- **Your instructions**: Copy out, word for word, the lines of the entries below from the one containing "the black hood." through the one containing "[[795, 97, 879, 195]]", both included.

====== Given information

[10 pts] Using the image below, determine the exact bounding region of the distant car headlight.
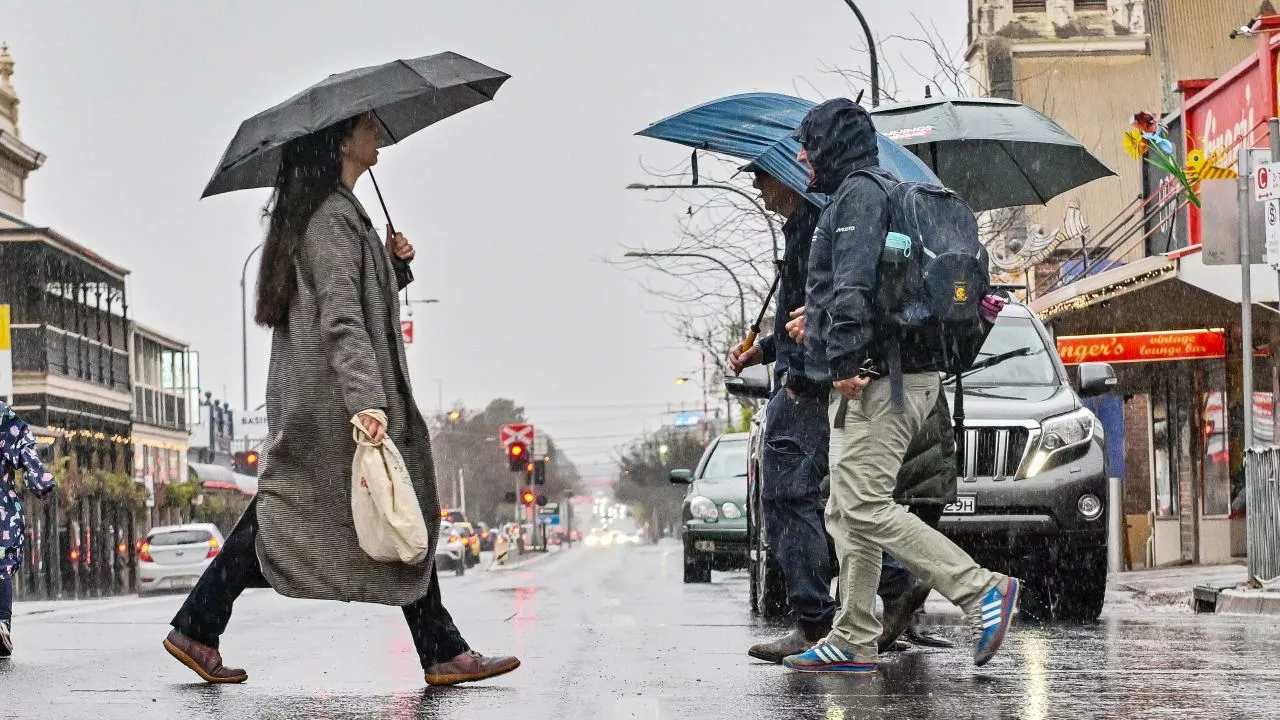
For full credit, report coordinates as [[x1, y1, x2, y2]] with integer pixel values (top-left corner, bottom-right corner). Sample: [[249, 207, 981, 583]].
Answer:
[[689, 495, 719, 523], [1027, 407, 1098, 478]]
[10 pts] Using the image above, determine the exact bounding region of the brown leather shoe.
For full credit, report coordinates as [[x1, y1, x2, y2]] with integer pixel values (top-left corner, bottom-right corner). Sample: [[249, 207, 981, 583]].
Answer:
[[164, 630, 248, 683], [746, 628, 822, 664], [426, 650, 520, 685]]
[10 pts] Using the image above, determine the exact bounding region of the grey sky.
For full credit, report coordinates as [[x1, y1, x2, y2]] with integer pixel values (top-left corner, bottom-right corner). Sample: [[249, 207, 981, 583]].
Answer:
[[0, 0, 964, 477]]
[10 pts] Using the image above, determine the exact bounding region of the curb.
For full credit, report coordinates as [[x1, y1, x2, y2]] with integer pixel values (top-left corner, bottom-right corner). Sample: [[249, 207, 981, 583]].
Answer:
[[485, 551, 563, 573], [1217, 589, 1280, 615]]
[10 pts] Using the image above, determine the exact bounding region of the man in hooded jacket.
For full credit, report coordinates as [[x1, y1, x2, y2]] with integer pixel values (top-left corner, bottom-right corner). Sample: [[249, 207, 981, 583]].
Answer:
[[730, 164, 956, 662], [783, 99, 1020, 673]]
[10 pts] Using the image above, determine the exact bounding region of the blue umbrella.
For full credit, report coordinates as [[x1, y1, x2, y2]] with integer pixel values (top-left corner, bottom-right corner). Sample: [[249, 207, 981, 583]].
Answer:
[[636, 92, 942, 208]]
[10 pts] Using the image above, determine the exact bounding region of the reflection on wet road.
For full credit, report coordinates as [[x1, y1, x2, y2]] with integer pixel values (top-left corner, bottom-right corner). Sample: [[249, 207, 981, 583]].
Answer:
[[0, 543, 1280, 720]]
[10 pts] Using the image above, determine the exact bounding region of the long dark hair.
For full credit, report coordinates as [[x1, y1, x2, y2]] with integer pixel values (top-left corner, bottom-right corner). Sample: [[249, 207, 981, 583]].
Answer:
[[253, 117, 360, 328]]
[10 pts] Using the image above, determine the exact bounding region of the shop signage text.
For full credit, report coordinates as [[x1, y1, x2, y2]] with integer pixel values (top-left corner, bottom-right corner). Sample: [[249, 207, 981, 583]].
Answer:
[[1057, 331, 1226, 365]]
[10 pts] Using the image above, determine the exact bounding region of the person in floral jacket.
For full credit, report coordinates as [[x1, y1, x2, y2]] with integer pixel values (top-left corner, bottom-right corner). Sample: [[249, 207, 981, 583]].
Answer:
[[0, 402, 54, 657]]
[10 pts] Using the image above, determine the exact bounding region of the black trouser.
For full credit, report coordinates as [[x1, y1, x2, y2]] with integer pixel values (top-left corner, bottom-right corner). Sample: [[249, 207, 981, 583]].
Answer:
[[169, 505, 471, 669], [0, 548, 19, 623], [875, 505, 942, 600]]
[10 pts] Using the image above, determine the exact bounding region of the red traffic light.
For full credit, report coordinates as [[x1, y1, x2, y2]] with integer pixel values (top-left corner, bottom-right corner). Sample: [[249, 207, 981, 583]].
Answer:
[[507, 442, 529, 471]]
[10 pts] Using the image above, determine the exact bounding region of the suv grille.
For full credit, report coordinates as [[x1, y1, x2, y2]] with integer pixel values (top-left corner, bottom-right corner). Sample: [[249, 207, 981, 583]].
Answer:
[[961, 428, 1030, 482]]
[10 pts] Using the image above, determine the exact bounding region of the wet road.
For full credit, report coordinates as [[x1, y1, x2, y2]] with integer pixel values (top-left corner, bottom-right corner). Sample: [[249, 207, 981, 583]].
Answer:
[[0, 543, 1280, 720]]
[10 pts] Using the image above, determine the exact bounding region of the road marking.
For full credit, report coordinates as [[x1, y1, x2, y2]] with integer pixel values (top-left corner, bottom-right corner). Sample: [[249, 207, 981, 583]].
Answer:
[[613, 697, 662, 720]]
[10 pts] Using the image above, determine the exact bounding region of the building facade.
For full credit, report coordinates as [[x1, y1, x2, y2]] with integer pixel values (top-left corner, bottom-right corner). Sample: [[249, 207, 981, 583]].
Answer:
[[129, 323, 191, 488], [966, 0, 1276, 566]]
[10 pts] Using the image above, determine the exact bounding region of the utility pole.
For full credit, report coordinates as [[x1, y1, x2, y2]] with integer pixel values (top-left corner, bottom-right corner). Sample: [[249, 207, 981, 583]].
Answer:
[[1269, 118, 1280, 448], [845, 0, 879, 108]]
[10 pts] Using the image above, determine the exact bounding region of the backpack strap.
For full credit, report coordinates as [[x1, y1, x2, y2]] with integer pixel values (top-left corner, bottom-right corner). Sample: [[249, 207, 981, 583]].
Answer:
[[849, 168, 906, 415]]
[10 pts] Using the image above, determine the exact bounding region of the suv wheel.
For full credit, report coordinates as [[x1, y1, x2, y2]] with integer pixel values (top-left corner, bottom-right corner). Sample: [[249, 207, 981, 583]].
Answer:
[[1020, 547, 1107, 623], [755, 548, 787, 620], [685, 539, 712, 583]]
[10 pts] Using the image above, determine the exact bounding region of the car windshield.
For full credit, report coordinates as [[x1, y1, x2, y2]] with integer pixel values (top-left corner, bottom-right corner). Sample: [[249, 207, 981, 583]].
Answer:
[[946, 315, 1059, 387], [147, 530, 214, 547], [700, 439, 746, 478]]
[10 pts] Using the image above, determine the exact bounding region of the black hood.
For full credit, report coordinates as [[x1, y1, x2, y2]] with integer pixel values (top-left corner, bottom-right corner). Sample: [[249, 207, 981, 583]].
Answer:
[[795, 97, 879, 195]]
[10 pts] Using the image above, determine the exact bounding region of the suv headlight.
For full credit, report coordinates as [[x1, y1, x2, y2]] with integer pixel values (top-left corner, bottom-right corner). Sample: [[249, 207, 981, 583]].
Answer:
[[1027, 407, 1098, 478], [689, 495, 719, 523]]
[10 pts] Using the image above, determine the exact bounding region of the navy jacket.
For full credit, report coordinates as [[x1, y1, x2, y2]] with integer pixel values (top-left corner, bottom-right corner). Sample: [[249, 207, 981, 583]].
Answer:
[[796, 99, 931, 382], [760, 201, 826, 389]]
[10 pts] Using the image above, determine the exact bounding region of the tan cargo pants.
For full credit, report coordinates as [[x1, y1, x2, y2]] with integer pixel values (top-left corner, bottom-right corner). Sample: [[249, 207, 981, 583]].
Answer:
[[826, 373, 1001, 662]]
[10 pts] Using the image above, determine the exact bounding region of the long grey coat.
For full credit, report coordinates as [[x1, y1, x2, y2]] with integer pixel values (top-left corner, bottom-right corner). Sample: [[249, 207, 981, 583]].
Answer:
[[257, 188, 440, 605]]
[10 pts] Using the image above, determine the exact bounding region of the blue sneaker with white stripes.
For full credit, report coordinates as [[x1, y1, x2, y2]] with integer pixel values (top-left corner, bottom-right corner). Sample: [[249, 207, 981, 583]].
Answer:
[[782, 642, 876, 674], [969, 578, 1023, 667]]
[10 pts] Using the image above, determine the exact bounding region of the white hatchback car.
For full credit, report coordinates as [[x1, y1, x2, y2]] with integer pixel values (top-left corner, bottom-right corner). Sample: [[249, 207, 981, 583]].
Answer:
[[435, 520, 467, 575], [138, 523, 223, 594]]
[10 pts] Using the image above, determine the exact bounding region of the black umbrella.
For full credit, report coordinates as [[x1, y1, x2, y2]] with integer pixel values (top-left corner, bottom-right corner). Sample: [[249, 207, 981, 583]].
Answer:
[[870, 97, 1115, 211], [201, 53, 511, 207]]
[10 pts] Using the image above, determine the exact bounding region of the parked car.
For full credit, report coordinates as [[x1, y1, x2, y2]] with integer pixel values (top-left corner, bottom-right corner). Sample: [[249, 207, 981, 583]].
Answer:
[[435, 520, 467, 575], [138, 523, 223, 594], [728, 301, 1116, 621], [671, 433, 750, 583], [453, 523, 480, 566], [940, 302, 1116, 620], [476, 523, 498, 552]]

============

- **Output**:
[10 pts] Using the image above, determine the exact bounding region of the black hood.
For full credit, report coordinates as [[x1, y1, x2, y2]] with integer pixel values (top-left corner, bottom-right corner). Sample: [[249, 207, 981, 583]].
Answer:
[[795, 97, 879, 195]]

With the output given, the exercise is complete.